## start Passage provided

1. Open Word and go to the Review tab

You do not need to have either document open first. Start from a blank document or any open document. Click the Review tab in the ribbon at the top of the screen.

2. Click Compare

In the Review tab, find the Compare button. It is in the Compare group, usually toward the right side of the ribbon. Click it and you will see two options:

  • Compare -- compares two documents and shows the differences as tracked changes.
  • Combine -- merges tracked changes from two versions of a document into one.

For creating a redline, choose Compare (the first option).

3. Select the original document

In the Compare Documents dialog box, click the folder icon next to Original document and browse to select the first version of the file. This is the baseline -- the version you consider "before."

If the documents are already open in Word, you can also select them from the dropdown list instead of browsing.

4. Select the revised document

Click the folder icon next to Revised document and browse to select the second version. This is the version you consider "after" -- the one with the changes you want to see.

The labels "Original" and "Revised" affect how the tracked changes are attributed in the output. Changes will be shown as edits made to go from the original to the revised version. Getting these backwards will not break anything, but the tracked changes will show insertions as deletions and vice versa, which is confusing.

5. Set the label for changes

Next to each document selector, there is a Label changes with field. By default, Word uses the file name. You can change this to something more descriptive like "Counterparty's Draft" or "Version 3 - March 15." This label appears in the tracked changes markup so you know which document the changes came from.

6. Review the comparison settings

Click the More button (if the settings are not already expanded) to see the full list of comparison options. These control what Word looks for when comparing. We cover each setting in detail in the next section. For a first pass, the defaults are reasonable.

7. Choose where to show changes

At the bottom of the dialog, under Show changes in, you have three options:

  • Original document -- inserts the tracked changes into the original file.
  • Revised document -- inserts the tracked changes into the revised file.
  • New document -- creates a new document with the tracked changes (recommended).

Choose New document. This keeps both original files untouched and gives you a clean comparison document you can save, share, or discard without affecting the source files.

8. Click OK

Word processes the two documents and opens the comparison result. Depending on the length and complexity of the documents, this takes anywhere from a second to a minute or two. The result is a document with tracked changes showing every difference Word detected between the two versions.

Understanding the Compare settings

The Compare Documents dialog has a set of checkboxes that control what Word looks for. Understanding these settings helps you get cleaner output and avoid unnecessary noise.

## end Passage provided
## start Record set

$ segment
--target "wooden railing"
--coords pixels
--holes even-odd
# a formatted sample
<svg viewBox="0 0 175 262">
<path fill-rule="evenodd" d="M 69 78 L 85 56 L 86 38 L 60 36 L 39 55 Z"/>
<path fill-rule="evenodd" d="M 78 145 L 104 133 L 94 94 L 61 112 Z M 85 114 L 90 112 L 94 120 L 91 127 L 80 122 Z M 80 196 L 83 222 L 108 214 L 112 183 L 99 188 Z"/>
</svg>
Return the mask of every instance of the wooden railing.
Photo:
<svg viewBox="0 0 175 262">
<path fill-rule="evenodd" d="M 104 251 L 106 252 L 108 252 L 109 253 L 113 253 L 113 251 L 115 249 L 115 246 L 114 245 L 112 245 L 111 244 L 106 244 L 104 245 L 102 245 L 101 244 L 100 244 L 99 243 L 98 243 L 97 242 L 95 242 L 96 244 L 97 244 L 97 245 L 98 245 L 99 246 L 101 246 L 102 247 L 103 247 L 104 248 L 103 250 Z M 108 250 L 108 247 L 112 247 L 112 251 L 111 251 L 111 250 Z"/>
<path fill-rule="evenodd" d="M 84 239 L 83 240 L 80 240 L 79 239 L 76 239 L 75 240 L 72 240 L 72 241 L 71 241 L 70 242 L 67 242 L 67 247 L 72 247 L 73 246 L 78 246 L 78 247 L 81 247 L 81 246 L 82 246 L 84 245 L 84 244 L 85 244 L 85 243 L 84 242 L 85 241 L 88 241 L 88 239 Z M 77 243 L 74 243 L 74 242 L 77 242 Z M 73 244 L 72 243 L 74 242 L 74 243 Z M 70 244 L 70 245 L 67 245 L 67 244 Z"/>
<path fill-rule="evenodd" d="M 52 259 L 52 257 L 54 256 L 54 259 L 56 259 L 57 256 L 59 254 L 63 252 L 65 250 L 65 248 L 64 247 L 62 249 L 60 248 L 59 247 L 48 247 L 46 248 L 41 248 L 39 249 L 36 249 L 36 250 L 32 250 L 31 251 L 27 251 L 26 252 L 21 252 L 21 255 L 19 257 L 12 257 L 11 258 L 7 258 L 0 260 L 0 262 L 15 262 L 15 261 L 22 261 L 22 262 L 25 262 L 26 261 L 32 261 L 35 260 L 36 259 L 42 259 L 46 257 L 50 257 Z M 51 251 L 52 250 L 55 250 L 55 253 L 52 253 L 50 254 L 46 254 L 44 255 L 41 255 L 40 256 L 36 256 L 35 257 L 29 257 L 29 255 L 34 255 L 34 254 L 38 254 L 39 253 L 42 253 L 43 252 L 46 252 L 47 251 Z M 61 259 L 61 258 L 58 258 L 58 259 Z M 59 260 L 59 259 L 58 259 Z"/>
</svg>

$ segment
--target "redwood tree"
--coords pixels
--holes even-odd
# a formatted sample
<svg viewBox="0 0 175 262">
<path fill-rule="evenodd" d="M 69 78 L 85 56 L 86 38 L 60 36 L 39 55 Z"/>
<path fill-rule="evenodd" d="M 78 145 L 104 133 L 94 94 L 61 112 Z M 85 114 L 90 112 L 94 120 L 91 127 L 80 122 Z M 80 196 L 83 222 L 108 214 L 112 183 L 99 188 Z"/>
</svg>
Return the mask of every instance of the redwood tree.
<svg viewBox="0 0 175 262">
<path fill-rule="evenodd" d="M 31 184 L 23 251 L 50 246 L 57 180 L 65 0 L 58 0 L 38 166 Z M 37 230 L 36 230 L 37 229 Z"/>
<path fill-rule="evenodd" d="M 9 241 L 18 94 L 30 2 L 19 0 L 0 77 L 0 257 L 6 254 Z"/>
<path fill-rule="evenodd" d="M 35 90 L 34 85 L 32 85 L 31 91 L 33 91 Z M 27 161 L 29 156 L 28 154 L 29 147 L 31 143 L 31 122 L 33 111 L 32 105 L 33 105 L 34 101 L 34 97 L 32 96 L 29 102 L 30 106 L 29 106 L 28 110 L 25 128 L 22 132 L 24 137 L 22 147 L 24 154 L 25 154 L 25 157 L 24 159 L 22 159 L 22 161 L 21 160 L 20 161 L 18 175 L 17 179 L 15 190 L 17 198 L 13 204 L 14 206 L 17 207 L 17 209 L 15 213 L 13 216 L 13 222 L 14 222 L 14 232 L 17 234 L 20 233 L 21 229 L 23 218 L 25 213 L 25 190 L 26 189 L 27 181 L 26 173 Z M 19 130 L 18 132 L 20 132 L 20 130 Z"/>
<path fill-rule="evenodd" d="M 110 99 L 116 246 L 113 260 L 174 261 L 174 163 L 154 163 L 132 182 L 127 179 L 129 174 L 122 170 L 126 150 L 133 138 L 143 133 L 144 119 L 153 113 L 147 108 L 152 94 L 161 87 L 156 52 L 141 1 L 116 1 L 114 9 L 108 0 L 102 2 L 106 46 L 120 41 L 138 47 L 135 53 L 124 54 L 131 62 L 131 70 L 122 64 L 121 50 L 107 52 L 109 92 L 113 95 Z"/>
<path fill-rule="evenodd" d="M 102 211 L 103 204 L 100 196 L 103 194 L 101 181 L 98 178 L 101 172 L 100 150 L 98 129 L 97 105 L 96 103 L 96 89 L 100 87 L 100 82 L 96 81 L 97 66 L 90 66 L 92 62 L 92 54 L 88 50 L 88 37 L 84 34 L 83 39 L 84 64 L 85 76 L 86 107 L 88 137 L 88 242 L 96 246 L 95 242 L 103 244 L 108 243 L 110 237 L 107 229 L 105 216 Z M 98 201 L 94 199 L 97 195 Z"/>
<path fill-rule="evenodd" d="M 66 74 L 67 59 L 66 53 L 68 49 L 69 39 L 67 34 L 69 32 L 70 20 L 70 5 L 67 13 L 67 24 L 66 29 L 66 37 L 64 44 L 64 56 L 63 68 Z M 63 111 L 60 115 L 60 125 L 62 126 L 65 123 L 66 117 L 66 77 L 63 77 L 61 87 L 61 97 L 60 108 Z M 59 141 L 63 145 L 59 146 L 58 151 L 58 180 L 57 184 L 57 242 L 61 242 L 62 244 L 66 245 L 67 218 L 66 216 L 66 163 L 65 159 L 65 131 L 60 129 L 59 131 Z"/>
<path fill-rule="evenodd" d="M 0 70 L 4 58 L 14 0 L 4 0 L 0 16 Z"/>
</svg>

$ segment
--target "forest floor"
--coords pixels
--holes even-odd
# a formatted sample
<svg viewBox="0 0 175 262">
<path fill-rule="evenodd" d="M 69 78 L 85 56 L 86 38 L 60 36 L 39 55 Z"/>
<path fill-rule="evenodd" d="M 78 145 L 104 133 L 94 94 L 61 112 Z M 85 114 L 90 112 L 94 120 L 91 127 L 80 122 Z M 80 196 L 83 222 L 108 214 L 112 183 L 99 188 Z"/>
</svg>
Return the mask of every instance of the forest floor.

## end Record set

# Exercise tasks:
a: From the Word comparison steps, set down the part that opens with the words containing "You do not need" and closes with "as tracked changes.", without changing anything.
b: According to the Word comparison steps, what does Word use by default in the Label changes with field?

# Per-task outputs:
a:
You do not need to have either document open first. Start from a blank document or any open document. Click the Review tab in the ribbon at the top of the screen.

2. Click Compare

In the Review tab, find the Compare button. It is in the Compare group, usually toward the right side of the ribbon. Click it and you will see two options:

  • Compare -- compares two documents and shows the differences as tracked changes.

b: The file name.